> PROBLEM REQUIREMENTS
Repeat the rows below word for word, except swap every occurrence of "even-odd rule" for "nonzero winding rule".

Labeled region rows:
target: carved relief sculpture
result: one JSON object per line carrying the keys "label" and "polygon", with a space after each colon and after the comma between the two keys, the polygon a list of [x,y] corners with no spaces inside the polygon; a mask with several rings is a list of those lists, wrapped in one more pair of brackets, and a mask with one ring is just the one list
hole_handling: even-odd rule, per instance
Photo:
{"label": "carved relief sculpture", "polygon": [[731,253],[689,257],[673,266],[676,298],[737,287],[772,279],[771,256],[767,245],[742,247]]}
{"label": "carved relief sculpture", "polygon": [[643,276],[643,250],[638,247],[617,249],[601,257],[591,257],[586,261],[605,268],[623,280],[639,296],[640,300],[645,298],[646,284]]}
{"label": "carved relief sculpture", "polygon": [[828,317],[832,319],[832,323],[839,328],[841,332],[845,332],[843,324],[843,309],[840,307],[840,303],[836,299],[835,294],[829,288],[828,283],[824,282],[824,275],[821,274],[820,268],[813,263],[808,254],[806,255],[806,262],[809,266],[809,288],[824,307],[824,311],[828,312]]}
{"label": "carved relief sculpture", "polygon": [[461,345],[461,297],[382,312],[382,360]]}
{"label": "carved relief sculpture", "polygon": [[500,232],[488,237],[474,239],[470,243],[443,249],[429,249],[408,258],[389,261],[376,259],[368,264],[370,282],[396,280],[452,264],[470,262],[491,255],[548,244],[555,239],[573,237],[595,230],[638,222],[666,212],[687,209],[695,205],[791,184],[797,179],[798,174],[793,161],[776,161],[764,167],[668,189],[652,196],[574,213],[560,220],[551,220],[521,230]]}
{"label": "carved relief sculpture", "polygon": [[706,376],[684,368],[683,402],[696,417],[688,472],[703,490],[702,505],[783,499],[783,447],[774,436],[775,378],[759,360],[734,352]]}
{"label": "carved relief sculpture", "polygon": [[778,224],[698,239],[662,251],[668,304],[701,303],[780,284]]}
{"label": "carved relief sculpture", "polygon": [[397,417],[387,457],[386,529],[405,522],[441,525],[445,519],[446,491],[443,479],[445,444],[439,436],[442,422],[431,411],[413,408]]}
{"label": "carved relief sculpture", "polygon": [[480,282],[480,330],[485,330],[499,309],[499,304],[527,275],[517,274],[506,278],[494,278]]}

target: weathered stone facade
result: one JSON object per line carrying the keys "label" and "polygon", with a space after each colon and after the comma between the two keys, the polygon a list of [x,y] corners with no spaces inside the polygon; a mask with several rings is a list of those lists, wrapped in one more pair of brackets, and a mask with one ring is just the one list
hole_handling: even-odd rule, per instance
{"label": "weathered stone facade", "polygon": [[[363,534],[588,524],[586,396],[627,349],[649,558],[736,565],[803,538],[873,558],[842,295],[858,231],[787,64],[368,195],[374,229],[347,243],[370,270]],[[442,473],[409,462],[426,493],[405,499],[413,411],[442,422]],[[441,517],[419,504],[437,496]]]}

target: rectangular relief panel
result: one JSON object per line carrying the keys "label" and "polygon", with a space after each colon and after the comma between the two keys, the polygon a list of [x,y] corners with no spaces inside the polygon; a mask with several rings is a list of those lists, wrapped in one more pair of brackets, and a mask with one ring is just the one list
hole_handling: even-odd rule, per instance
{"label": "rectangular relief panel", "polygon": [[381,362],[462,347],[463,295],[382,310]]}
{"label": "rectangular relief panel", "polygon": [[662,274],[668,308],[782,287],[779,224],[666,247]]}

> COMPLETE ANSWER
target: carved relief sculpture
result: one JSON object per line carrying the keys "label" and "polygon", with a space after each colon and after the comma between the two keys, the polygon a list of [x,y] corners with no spaces inside the polygon; a mask with several rings is a list of those lists, wrapped in one more pair of brackets, and a mask with one ring is just the one list
hole_handling: nonzero winding rule, per instance
Photo:
{"label": "carved relief sculpture", "polygon": [[731,253],[689,257],[673,266],[676,298],[737,287],[772,279],[771,256],[767,245],[742,247]]}
{"label": "carved relief sculpture", "polygon": [[643,276],[643,250],[638,247],[617,249],[601,257],[591,257],[586,261],[605,268],[623,280],[639,296],[640,300],[645,298],[646,284]]}
{"label": "carved relief sculpture", "polygon": [[828,317],[832,319],[832,323],[839,328],[841,332],[845,332],[843,324],[843,309],[840,307],[840,303],[836,299],[835,294],[829,288],[828,283],[824,282],[824,275],[821,274],[820,268],[813,263],[808,254],[806,255],[806,262],[809,266],[809,288],[824,307],[824,311],[828,312]]}
{"label": "carved relief sculpture", "polygon": [[461,345],[461,297],[382,312],[382,360]]}
{"label": "carved relief sculpture", "polygon": [[500,232],[488,237],[474,239],[470,243],[443,249],[429,249],[408,258],[389,261],[376,259],[368,264],[370,282],[396,280],[452,264],[470,262],[491,255],[548,244],[555,239],[573,237],[595,230],[638,222],[666,212],[687,209],[695,205],[791,184],[797,179],[798,174],[793,161],[776,161],[764,167],[668,189],[652,196],[574,213],[560,220],[551,220],[521,230]]}
{"label": "carved relief sculpture", "polygon": [[706,376],[684,368],[683,402],[696,417],[688,472],[703,490],[702,505],[783,499],[783,447],[774,436],[775,378],[759,360],[734,352]]}
{"label": "carved relief sculpture", "polygon": [[778,224],[698,239],[662,251],[668,304],[701,303],[780,284]]}
{"label": "carved relief sculpture", "polygon": [[397,417],[387,457],[386,529],[405,522],[441,525],[445,519],[446,491],[443,479],[445,444],[439,436],[442,422],[431,411],[413,408]]}
{"label": "carved relief sculpture", "polygon": [[480,282],[480,330],[485,330],[499,309],[499,304],[527,275],[517,274],[506,278],[494,278]]}

target: weathered stone facade
result: one JSON object per line carrying the keys "label" and "polygon", with a space after each colon and after the comma between the two keys, the polygon a list of [x,y] corners with no spaces inside the polygon; a mask with several rings is a list of those lists, wrapped in one more pair of brackets, and a mask with one ring is just the one list
hole_handling: nonzero winding rule, per instance
{"label": "weathered stone facade", "polygon": [[[363,534],[588,524],[586,396],[627,349],[649,558],[736,565],[803,538],[873,558],[842,295],[858,231],[787,64],[368,195],[374,229],[347,243],[370,270]],[[442,473],[409,462],[426,493],[405,499],[413,411],[442,422]],[[441,517],[419,504],[437,496]]]}

target: rectangular relief panel
result: one JSON object per line carrying the keys "label" and "polygon", with a space after each colon and after the comma between the two keys, the polygon a list of [x,y] corners with no spaces inside the polygon; a mask with several rings is a list of those lists, wrapped in one more pair of brackets, and a mask with one ring is just the one list
hole_handling: nonzero winding rule, per instance
{"label": "rectangular relief panel", "polygon": [[381,362],[462,347],[463,295],[382,310]]}
{"label": "rectangular relief panel", "polygon": [[662,274],[668,308],[782,287],[779,224],[666,247]]}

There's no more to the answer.